Goal – Reproduce every one of the lines below word for word.

Data records –
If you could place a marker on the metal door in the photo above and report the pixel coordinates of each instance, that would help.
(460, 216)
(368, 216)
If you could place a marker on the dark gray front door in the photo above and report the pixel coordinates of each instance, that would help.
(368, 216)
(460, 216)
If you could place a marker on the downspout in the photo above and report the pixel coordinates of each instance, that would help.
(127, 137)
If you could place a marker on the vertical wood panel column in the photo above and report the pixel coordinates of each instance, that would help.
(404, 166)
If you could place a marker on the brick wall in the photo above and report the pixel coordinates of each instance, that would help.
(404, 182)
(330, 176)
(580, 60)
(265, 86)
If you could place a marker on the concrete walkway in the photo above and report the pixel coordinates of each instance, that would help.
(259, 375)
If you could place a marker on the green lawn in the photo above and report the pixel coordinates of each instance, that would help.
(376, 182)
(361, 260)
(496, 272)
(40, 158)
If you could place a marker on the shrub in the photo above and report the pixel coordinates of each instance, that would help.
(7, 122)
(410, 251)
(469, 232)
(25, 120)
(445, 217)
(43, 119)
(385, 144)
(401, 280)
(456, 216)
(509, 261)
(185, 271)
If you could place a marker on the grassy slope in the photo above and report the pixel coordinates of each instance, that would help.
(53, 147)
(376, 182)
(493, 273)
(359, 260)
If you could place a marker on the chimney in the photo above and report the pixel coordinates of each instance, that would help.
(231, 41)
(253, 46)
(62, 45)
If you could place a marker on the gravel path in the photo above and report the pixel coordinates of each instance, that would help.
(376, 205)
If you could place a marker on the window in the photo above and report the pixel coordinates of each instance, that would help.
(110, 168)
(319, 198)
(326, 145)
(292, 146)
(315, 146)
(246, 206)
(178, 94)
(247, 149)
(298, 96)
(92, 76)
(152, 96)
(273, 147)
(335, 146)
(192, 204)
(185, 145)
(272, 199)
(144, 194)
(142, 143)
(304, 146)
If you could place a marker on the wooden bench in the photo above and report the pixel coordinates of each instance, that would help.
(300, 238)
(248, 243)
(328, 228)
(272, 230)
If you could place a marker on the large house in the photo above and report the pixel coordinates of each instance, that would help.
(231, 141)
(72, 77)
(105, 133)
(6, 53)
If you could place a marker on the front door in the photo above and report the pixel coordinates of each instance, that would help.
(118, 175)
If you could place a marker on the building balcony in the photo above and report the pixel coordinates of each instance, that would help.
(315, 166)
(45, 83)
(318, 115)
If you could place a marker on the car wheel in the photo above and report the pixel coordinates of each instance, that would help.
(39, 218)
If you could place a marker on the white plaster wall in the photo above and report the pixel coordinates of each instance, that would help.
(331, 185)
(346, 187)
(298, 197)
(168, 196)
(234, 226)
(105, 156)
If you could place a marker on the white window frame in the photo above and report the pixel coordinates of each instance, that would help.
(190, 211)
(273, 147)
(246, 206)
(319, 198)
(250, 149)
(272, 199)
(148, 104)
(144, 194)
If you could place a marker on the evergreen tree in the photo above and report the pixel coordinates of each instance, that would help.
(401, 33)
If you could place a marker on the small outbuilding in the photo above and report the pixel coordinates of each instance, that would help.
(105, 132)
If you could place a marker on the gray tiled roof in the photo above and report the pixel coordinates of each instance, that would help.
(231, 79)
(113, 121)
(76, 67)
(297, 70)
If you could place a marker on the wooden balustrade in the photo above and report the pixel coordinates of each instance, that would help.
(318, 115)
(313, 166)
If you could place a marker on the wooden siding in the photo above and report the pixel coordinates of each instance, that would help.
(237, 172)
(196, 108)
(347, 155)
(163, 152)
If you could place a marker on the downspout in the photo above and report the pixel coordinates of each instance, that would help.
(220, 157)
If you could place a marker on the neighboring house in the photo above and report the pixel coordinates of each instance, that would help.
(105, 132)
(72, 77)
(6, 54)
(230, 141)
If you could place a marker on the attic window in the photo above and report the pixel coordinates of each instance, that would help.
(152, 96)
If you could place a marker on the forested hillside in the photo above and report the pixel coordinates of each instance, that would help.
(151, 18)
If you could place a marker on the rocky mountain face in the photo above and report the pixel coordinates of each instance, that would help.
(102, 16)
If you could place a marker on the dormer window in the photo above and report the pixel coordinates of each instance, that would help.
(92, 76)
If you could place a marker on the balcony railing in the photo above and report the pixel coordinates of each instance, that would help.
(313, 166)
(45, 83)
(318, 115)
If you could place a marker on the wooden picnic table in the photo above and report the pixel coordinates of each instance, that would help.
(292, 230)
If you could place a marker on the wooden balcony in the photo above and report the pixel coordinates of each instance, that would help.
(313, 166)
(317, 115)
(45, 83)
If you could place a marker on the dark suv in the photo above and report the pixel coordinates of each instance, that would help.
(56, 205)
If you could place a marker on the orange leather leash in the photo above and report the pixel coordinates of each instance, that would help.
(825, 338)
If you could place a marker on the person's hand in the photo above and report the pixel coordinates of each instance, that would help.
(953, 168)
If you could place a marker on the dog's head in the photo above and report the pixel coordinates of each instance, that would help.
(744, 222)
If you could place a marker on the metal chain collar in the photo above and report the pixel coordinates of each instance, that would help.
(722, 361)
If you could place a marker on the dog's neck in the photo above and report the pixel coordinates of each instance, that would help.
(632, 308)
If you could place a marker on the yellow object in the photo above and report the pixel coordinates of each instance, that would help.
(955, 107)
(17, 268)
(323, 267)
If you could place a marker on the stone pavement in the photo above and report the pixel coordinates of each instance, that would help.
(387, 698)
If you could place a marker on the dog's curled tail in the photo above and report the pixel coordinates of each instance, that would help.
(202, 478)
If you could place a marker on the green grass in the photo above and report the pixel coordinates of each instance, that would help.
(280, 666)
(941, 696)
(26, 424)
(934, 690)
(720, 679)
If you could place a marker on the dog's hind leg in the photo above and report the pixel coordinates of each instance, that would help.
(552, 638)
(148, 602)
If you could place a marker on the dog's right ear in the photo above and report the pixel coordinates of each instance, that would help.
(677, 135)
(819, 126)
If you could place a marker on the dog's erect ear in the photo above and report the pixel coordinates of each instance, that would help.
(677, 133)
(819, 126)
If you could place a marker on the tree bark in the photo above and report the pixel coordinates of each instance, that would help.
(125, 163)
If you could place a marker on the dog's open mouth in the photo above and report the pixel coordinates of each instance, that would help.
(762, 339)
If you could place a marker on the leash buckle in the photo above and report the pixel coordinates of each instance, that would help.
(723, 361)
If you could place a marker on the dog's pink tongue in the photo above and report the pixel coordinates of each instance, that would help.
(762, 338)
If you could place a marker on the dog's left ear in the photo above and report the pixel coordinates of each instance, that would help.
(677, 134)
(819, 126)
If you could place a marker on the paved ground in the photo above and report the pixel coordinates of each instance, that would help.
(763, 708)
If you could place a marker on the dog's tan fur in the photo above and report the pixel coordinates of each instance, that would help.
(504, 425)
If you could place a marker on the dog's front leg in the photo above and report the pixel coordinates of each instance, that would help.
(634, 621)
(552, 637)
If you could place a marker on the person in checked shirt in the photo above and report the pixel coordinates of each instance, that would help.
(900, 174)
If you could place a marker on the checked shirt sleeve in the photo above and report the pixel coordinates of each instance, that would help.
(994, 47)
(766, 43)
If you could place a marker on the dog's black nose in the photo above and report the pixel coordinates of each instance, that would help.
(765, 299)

Final answer –
If you could place a marker on the metal door in the photo above and report the pixel coordinates of each instance, that would help.
(460, 216)
(368, 216)
If you could place a marker on the dark gray front door in the photo above and report the pixel coordinates of each instance, that would help.
(368, 216)
(460, 216)
If you could place a marker on the downspout in the photo above and report the pixel coordinates of each instance, that would help.
(127, 137)
If you could place a marker on the vertical wood panel column in the photo above and report the pixel coordinates of each instance, that would help.
(404, 166)
If you could place a marker on the brick wall in the photo above and report the pixel coordinates of each instance, that would help.
(404, 182)
(330, 176)
(580, 60)
(265, 86)
If you could place a marker on the concrete walkway in the photo above and report the pixel coordinates of each instance, that would help.
(259, 375)
If you could place a marker on the green lawn in the photo above and report the pixel coordinates of each instance, that would help.
(376, 182)
(361, 260)
(496, 272)
(40, 158)
If you could place a marker on the shrub in the photo above and report the pixel coordinates of each instance, that would help.
(7, 122)
(410, 251)
(469, 232)
(25, 120)
(445, 217)
(43, 119)
(385, 144)
(401, 280)
(456, 216)
(509, 261)
(185, 271)
If you could place a marker on the grassy slope in the photo above and report the pixel coordinates of each instance, that would help.
(53, 147)
(376, 182)
(493, 273)
(359, 260)
If you could place a marker on the chimney in the photo above and report the pixel coordinates of each instance, that would help.
(231, 41)
(253, 46)
(62, 45)
If you could place a marker on the gravel path in the photo above and report the pixel coordinates of each instance, that would help.
(376, 205)
If you could place a marker on the window in the photo above and report the pixel coordinates of each instance, that would help.
(110, 168)
(319, 198)
(326, 145)
(292, 146)
(315, 146)
(246, 206)
(178, 94)
(247, 149)
(298, 96)
(92, 76)
(152, 96)
(273, 147)
(335, 146)
(192, 204)
(185, 145)
(272, 199)
(144, 194)
(142, 143)
(304, 146)
If you could place a marker on the wooden bench in the photo above and report the pixel coordinates of each instance, that would help.
(300, 238)
(248, 243)
(328, 228)
(272, 230)
If you could place a marker on the large house in the photo above and report the pixel coordinates of each instance, that would help.
(231, 141)
(72, 77)
(105, 133)
(6, 53)
If you could place a marker on the front door in the photo above and report the pixel coordinates of each instance, that would help.
(118, 175)
If you could place a marker on the building balcony in the photo above and report the pixel coordinates of each instance, that would help.
(315, 166)
(45, 83)
(318, 115)
If you could place a marker on the car wheel in the photo above and report the pixel coordinates of each instance, that would help.
(39, 218)
If you could place a marker on the white plaster wall in the photo above and report the pixel coordinates of each instance, that would help.
(331, 185)
(346, 187)
(298, 197)
(168, 196)
(234, 226)
(105, 156)
If you could place a marker on the white window frame in the photo above and report the pixel coordinates of each instance, that would help.
(190, 211)
(273, 147)
(246, 206)
(319, 198)
(250, 149)
(272, 199)
(148, 104)
(144, 194)
If you could place a marker on the evergreen tree in the photo above and report the pixel coordinates of each instance, that would help.
(401, 33)
If you could place a marker on the small outbuilding in the photo above and report the pixel coordinates of each instance, that would help.
(105, 132)
If you could place a marker on the gray tiled roof in the photo above and report the pixel coordinates of each instance, that would help.
(231, 79)
(113, 121)
(76, 67)
(297, 70)
If you could place a marker on the wooden balustrade in the photo above and report the pixel coordinates of each instance, that would help.
(318, 115)
(313, 166)
If you could place a marker on the wooden siding in the photo above and report the pixel coordinates of each instance, that would help.
(237, 172)
(196, 108)
(347, 155)
(163, 152)
If you could place a marker on the downspout in the photo above and report the pixel coordinates of each instance, that would help.
(220, 157)
If you could place a marker on the neighboring house in the photo above and report the pixel coordinates of each instance, that would help.
(105, 132)
(72, 77)
(6, 54)
(230, 141)
If you could place a marker on the attic window in the photo above and report the pixel coordinates of each instance, that would help.
(152, 96)
If you could place a marker on the forested hillside in the photo above and report the pixel coordinates of each instance, that would help.
(151, 18)
If you could place a marker on the rocky mountain face in the photo above and report the pixel coordinates of each instance, that would help.
(102, 16)
If you could place a marker on the dormer window in the photo above and report the pixel coordinates of each instance, that would help.
(92, 76)
If you could place a marker on the balcony railing in the photo above and report the pixel coordinates of each instance, that would help.
(313, 166)
(45, 83)
(318, 115)
If you could place a marker on the wooden picnic table in the photo above and report the pixel coordinates of each instance, that would help.
(292, 230)
If you could place a marker on the wooden balcony in the photo above and report the pixel coordinates of each instance, that would help.
(313, 166)
(317, 115)
(45, 83)
If you could place a marker on the dark suv in the photo above and report the pixel coordinates of each instance, that would help.
(56, 205)
If you could place a marker on the orange leather leash in the photo above and report the pixel coordinates of each instance, that would help.
(825, 338)
If you could place a marker on the person's hand in the photo above and report the pixel coordinates of each instance, that would help.
(953, 168)
If you could place a marker on the dog's head in the photo above and report the pixel coordinates of each instance, that would help.
(744, 222)
If you could place a marker on the metal chain collar in the photo above and report the pixel coordinates of each instance, that would help.
(722, 361)
If you could place a marker on the dog's neck in the photo above and report the pixel coordinates of each instance, that would help.
(632, 308)
If you could place a marker on the yellow object in the photo above and report the pixel coordinates of each instance, that would help.
(955, 107)
(17, 268)
(323, 267)
If you could place a marker on the stone pavement in the photo above and report the pixel coordinates of each instance, that would help.
(387, 698)
If you could place a marker on the dog's curled tail in the photo above and report the pixel coordinates of each instance, that would help.
(202, 478)
If you could place a marker on the green grass in the photo above and report the pixel coordinates of each instance, that would help.
(280, 666)
(941, 696)
(26, 424)
(934, 690)
(720, 679)
If you could place a marker on the dog's hind leg in the photo above and report the pixel coordinates of each instance, that would help.
(552, 638)
(148, 602)
If you could place a marker on the dog's right ear in the photo above and report the pixel coordinates of each instance, that would help.
(677, 135)
(819, 126)
If you could place a marker on the dog's erect ear in the photo above and report the pixel coordinates of each instance, that would help.
(677, 133)
(819, 126)
If you could place a marker on the tree bark in the photo above and report the pixel coordinates of each instance, that would help.
(125, 163)
If you could place a marker on the dog's open mouth in the photo above and report the pixel coordinates of each instance, that would help.
(762, 339)
If you could place a marker on the leash buckle in the photo above and report the pixel coordinates of each instance, that would help.
(723, 361)
If you could place a marker on the dog's pink tongue in the photo above and report the pixel coordinates of each instance, that would help.
(762, 338)
If you could place a marker on the dog's left ear in the photo above and report the pixel coordinates of each instance, that would help.
(677, 134)
(819, 126)
If you could place a marker on the paved ground in the photo above and report the pixel coordinates of each instance, that would help.
(763, 708)
If you could place a marker on the dog's tan fur in the photo above and report the pixel coordinates of each instance, that would help.
(504, 425)
If you could place a marker on the dog's front leg in the photo above and report the pixel coordinates of each instance, that would help.
(634, 621)
(552, 637)
If you could place a marker on the person in checked shirt in the photo above and report the pixel coordinates of each instance, that would help.
(900, 174)
If you could place a marker on the checked shirt sleeve in the photo above and report the pixel coordinates of each instance, that would help.
(994, 47)
(766, 43)
If you could place a marker on the dog's black nose in the photo above and report the pixel coordinates of each instance, that would help.
(765, 299)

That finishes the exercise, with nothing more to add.